#### Record extracts

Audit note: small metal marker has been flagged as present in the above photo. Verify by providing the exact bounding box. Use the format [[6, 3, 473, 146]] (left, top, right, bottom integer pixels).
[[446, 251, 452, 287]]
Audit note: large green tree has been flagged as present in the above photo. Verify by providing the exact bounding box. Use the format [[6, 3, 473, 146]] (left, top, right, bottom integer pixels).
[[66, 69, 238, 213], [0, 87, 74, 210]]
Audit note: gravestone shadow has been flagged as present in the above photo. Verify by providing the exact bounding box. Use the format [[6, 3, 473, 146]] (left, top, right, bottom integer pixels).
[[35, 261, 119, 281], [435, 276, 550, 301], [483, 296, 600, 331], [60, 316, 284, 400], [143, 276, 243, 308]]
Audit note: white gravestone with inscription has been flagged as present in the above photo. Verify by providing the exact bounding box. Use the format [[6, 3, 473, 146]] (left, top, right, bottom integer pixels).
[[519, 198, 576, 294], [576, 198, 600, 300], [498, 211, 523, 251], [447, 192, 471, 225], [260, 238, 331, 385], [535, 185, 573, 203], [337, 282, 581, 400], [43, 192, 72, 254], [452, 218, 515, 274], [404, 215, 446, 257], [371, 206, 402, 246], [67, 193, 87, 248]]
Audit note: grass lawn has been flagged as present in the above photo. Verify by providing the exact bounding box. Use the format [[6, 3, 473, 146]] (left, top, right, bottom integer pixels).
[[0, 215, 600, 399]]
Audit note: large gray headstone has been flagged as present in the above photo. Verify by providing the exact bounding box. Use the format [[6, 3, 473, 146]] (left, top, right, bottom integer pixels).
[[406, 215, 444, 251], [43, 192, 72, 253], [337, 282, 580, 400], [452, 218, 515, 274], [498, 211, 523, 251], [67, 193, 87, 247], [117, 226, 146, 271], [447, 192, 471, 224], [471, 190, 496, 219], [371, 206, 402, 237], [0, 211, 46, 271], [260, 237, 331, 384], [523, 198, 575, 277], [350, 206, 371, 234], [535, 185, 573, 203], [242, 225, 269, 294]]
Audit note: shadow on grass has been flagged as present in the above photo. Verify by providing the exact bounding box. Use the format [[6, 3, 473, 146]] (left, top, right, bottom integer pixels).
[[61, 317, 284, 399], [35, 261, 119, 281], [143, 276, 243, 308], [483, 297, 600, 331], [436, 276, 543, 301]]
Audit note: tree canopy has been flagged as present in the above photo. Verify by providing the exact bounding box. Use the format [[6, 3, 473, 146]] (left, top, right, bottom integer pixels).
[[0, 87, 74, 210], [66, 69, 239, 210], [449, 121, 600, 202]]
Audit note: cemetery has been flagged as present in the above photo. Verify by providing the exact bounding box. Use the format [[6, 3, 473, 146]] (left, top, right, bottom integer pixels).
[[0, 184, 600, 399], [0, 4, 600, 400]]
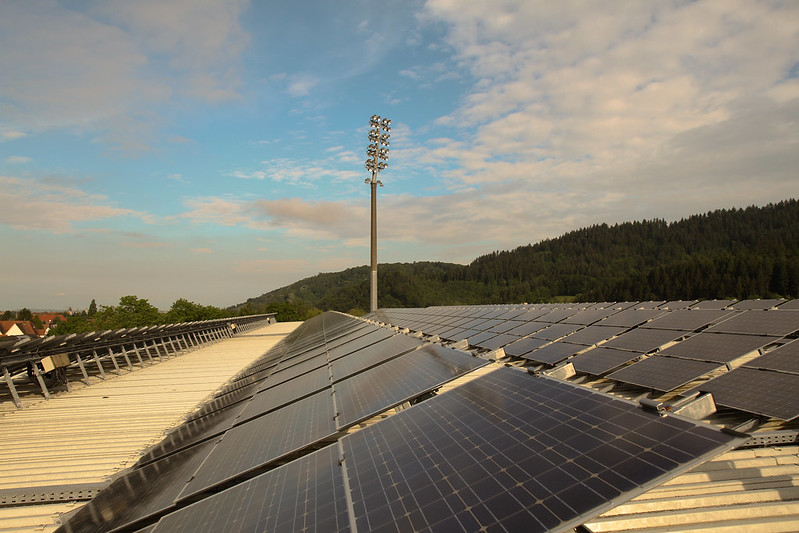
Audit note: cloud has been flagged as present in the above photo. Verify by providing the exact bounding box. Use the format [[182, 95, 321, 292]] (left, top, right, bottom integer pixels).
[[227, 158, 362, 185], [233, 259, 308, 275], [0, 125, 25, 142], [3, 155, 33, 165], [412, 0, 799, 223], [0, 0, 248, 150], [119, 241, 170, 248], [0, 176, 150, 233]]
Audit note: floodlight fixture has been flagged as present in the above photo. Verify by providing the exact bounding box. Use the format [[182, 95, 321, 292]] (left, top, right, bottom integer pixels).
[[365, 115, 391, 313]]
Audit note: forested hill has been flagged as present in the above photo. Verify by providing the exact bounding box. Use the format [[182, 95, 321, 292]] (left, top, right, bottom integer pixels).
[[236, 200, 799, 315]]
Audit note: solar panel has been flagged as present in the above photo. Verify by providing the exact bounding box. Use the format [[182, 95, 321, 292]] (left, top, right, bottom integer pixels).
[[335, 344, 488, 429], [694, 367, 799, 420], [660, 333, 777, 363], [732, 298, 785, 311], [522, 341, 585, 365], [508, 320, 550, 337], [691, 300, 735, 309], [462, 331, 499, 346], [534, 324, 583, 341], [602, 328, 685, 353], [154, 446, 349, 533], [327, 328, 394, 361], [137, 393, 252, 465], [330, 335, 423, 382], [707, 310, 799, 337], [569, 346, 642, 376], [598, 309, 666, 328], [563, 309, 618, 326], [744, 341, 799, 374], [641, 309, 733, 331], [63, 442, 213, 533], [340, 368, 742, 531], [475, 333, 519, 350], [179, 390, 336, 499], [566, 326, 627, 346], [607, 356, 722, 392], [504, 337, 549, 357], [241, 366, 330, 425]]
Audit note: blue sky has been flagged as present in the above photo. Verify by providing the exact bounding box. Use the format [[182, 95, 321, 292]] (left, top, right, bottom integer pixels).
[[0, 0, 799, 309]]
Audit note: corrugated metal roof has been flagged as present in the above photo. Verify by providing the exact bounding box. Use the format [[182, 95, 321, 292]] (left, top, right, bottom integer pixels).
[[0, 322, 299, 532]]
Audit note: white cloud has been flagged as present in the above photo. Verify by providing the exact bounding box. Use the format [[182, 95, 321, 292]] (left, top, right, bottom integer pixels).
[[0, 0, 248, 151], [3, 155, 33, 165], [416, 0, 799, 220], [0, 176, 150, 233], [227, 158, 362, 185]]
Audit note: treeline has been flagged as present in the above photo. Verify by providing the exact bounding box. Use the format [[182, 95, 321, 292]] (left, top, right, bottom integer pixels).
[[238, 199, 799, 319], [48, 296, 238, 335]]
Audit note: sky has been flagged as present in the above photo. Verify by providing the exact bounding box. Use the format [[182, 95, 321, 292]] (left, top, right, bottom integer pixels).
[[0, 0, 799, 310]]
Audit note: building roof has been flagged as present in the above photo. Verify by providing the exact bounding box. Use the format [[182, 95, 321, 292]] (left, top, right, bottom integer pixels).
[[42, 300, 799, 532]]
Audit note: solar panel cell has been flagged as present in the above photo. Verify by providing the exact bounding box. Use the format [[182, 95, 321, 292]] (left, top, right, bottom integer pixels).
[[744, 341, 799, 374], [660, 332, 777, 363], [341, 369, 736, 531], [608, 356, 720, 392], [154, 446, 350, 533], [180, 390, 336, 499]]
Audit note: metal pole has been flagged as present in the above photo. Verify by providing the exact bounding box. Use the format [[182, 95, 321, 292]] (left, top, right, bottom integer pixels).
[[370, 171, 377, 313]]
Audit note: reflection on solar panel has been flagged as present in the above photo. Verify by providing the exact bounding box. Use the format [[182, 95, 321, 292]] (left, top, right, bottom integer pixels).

########

What to work on >> Could you copy every one of the rows above word for word, leaving the pictures out of your answer?

Reply to the exercise >>
Audit note: small metal marker has been flagged as present in the above photo. Verify by providing the exact bounding box. Use the format [[6, 3, 473, 146]] (left, top, right, bottom integer pixels).
[[446, 251, 452, 287]]
Audit note: large green tree has been flagged as present in the above photo. Verify by providing the exact bounding box. Use the format [[6, 3, 473, 146]] (left, top, right, bottom integer pixels).
[[66, 69, 238, 213], [0, 87, 74, 210]]
Audit note: gravestone shadow has been flagged as present in the above photo. Verify by providing the exact bounding box. Use the format [[6, 3, 473, 146]] (left, top, right, bottom integer pixels).
[[35, 261, 119, 281], [435, 276, 550, 301], [483, 296, 600, 331], [60, 316, 284, 400], [143, 276, 243, 308]]
Audit note: white gravestone with inscription has been flagged as present in the above photo. Verify by providing the exact bounding box. Use the format [[6, 3, 473, 146]] (left, top, right, bottom integer pixels).
[[519, 198, 576, 294], [576, 198, 600, 300], [498, 211, 523, 251], [447, 192, 471, 225], [260, 238, 331, 385], [535, 185, 573, 203], [337, 282, 581, 400], [43, 192, 72, 254], [452, 218, 515, 274], [404, 215, 446, 257], [371, 206, 402, 246], [67, 193, 87, 248]]
Audit note: grass lawn has been flagged as present in the above photo. Verify by providing the exact bounding box. Use the format [[6, 3, 473, 146]] (left, top, right, bottom integer pixels).
[[0, 215, 600, 399]]
Audit note: large gray headstone has been flagged as present in the above photo. Verify by providing the exact bounding box. Use the format [[6, 3, 473, 146]] (left, top, right, bottom integer pixels).
[[406, 215, 444, 251], [43, 192, 72, 253], [337, 282, 580, 400], [452, 218, 515, 274], [498, 211, 523, 251], [67, 193, 87, 247], [117, 226, 146, 271], [447, 192, 471, 224], [471, 190, 496, 219], [371, 206, 402, 237], [0, 211, 46, 271], [260, 237, 331, 384], [523, 198, 575, 277], [350, 206, 371, 234], [535, 185, 573, 203], [242, 225, 269, 294]]
Audit note: shadow on grass has been flagged as present in the above photo. Verify by providing the exact bounding box. Use the format [[6, 3, 473, 146]] (left, top, right, bottom integer pixels).
[[61, 317, 284, 399], [35, 261, 119, 281], [143, 276, 243, 308], [483, 297, 600, 331], [436, 276, 543, 301]]
Audit note: tree canopy has been flagged as present in the above photo. Verify by providing the exact bounding box. Use the format [[6, 3, 473, 146]] (left, top, right, bottom integer pixels).
[[0, 87, 74, 210], [66, 69, 239, 210], [449, 121, 600, 202]]
Audit note: cemetery has been flagged as present in the above photo. Verify by providing the exact bounding box. Use the format [[6, 3, 473, 146]] (left, top, right, bottom integer pixels).
[[0, 184, 600, 399], [0, 4, 600, 400]]
Audit note: cloud has been flagged as present in the above photo. Verify by providing the exact bounding box. Use the format [[182, 95, 321, 292]] (left, top, right, bottom integer pixels).
[[227, 158, 362, 185], [233, 259, 308, 275], [0, 125, 25, 142], [3, 155, 33, 165], [412, 0, 799, 223], [0, 0, 248, 150], [119, 241, 170, 248], [0, 176, 150, 233]]
Audit note: floodlight fixture has been flagged as present in the above photo. Verify by providing the exact bounding box. Use the format [[182, 95, 321, 292]] (left, top, right, bottom integer pixels).
[[365, 115, 391, 313]]
Audit note: forested hill has been flagged as present in the above photo. Verify by providing the exact bounding box. Use the format [[182, 95, 321, 292]] (left, top, right, bottom integer pixels).
[[236, 200, 799, 315]]
Audit note: solar panel has been flagged as present in the above photo. Verify by providing the exact bounding box. Use the format [[182, 95, 321, 292]] (left, top, right, bottom integer pixels).
[[335, 344, 488, 429], [694, 367, 799, 420], [660, 333, 777, 363], [732, 298, 785, 311], [522, 341, 585, 365], [508, 320, 550, 337], [691, 300, 735, 309], [462, 331, 499, 346], [534, 324, 583, 341], [602, 328, 685, 353], [154, 446, 349, 533], [327, 328, 394, 361], [137, 393, 252, 465], [330, 335, 423, 382], [707, 310, 799, 337], [569, 346, 642, 376], [598, 309, 666, 328], [563, 309, 618, 326], [744, 341, 799, 374], [641, 309, 733, 331], [63, 442, 213, 533], [340, 368, 742, 531], [475, 333, 519, 350], [179, 390, 336, 499], [566, 326, 627, 346], [607, 356, 722, 392], [504, 337, 549, 357], [241, 366, 330, 425]]
Audit note: blue sky has been flagged as present in the above photo. Verify by providing the exact bounding box. Use the format [[182, 95, 321, 292]] (left, top, right, bottom integer pixels).
[[0, 0, 799, 309]]
Audit note: corrugated metal roof has been flagged as present in the above photo. Verify by providing the exact bounding box. Use the format [[182, 95, 321, 292]] (left, top, right, bottom integer pixels).
[[0, 322, 299, 532]]
Audit note: white cloud has been flagged as present in the above photo. Verify by providing the exact bounding box. Use the format [[182, 95, 321, 292]] (left, top, right, bottom integer pixels).
[[0, 0, 248, 151], [3, 155, 33, 165], [416, 0, 799, 220], [0, 176, 150, 233], [227, 158, 362, 185]]
Audit note: treeline has been flagged as present in the above photo. Verify by providing the exact bounding box. Use the format [[182, 95, 321, 292]] (left, top, right, bottom integer pixels).
[[238, 199, 799, 319], [48, 296, 238, 335]]
Audit note: sky has been flagged as present in the above photo. Verify by providing the exact bounding box. Use the format [[182, 95, 321, 292]] (left, top, right, bottom integer pixels).
[[0, 0, 799, 310]]
Audit note: building roof has been flagged as present in the above photo. Verify by providing the exact bounding box. Use the format [[182, 95, 321, 292]] (left, top, right, bottom integer pixels).
[[42, 300, 799, 532]]
Audit note: solar panel cell has been flagged as present in the above photo. Verify by providing the exact bounding box. Use the format [[182, 95, 321, 292]] (left, top, right, bottom integer pixels).
[[744, 341, 799, 374], [660, 332, 777, 363], [341, 369, 736, 531], [608, 356, 720, 392], [154, 446, 350, 533], [180, 390, 336, 499]]
Audit note: metal pole has been flagged as present in the above photo. Verify by providing the exact bounding box. Use the format [[182, 95, 321, 292]] (left, top, right, bottom integer pixels).
[[370, 171, 377, 313]]
Audit note: reflection on solar panel has been flagged as present in the above photo. Verify by providing the exact bounding box. Use the format [[182, 95, 321, 292]] (left, top, right, bottom integer pixels).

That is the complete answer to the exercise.